DATA FOR REVIEW:

★ ★ ★ ★ ★

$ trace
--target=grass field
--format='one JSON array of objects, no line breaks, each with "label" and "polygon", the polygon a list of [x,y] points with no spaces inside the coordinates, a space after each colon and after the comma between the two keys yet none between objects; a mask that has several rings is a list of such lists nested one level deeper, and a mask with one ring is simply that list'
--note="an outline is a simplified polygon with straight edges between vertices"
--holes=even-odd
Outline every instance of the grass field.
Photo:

★ ★ ★ ★ ★

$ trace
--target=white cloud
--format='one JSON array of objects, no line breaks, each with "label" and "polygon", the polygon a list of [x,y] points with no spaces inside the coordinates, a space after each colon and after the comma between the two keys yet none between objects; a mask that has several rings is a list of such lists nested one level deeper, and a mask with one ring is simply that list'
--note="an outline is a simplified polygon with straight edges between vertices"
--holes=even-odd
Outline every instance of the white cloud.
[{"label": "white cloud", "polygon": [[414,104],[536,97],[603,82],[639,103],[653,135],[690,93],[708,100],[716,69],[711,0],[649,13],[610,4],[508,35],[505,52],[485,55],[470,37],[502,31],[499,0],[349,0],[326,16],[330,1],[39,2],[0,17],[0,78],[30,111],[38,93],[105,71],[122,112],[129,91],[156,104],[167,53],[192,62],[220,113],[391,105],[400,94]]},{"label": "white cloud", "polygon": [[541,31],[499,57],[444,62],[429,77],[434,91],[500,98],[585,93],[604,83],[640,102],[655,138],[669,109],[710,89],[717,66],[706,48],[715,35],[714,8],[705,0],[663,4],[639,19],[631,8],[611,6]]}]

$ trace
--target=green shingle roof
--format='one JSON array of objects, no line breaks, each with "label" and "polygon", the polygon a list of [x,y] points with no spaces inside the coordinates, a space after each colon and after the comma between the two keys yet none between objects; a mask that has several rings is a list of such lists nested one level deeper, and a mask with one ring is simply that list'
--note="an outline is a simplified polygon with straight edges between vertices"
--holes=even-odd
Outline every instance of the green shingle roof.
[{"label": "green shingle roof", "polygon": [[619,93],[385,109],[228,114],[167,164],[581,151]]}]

★ ★ ★ ★ ★

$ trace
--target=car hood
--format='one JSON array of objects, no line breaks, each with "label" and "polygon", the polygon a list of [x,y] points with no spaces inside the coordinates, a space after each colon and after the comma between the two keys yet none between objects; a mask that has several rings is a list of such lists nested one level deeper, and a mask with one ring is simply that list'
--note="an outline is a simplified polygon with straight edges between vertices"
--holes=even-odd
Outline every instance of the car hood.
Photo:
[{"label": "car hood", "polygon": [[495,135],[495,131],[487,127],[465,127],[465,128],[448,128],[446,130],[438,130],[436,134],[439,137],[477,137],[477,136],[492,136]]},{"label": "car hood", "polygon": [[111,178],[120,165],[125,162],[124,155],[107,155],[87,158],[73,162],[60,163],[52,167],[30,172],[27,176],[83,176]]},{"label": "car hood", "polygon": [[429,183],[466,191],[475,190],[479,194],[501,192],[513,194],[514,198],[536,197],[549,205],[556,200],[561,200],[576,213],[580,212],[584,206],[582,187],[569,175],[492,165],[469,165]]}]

★ ★ ★ ★ ★

EXERCISE PROMPT: Filter the entries and keep only the lines holding "grass".

EXERCISE RESULT:
--target=grass field
Outline every instance of the grass field.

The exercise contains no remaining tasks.